Stored data.
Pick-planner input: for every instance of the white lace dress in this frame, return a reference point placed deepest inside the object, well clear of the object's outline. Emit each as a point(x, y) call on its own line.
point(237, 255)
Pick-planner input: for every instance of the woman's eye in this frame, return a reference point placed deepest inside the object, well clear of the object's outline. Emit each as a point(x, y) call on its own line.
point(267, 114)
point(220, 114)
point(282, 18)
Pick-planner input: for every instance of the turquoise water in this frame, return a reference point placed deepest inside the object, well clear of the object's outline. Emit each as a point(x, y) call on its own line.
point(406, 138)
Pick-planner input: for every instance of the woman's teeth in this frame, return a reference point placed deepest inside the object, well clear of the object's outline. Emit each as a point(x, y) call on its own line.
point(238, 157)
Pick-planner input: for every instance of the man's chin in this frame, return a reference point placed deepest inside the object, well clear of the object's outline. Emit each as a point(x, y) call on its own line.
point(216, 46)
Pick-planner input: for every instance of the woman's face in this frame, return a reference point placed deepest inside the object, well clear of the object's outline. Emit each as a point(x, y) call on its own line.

What needs to be done.
Copy all of the records above word for word, keeping every line as it stands.

Solution for this exercise.
Pick-planner input: for every instance of the white lace dress in this frame, return a reference point placed deepest inside the object, well clear of the object's outline. Emit each as a point(x, y) call on its own line.
point(237, 255)
Pick-planner input: for every instance of the woman's eye in this frame, return a reference point placed deepest inside the object, well clear of the object's outline. Emit each as a point(x, y) call on its own line.
point(267, 114)
point(220, 114)
point(282, 18)
Pick-planner input: for every instance of the turquoise water in this frame, return a reference point placed deepest inside the object, well clear of the object's outline. Emit each as a point(x, y) call on its own line.
point(406, 138)
Pick-planner input: for every instance of the woman's teeth in this frame, return a reference point placed deepest inside the object, well clear of the object's outline. Emit each as a point(x, y) call on its own line.
point(238, 157)
Pick-planner input: for every instance of the man's chin in this frame, return a reference point placed deepest inside the object, well clear of the object's outline. Emit each as a point(x, y) call on its own line.
point(216, 46)
Pick-planner input: for every instance of the woman's face in this frame, return a reference point placed deepest inside the object, well clear of the object's outline. Emit each as a point(x, y) call on its own line.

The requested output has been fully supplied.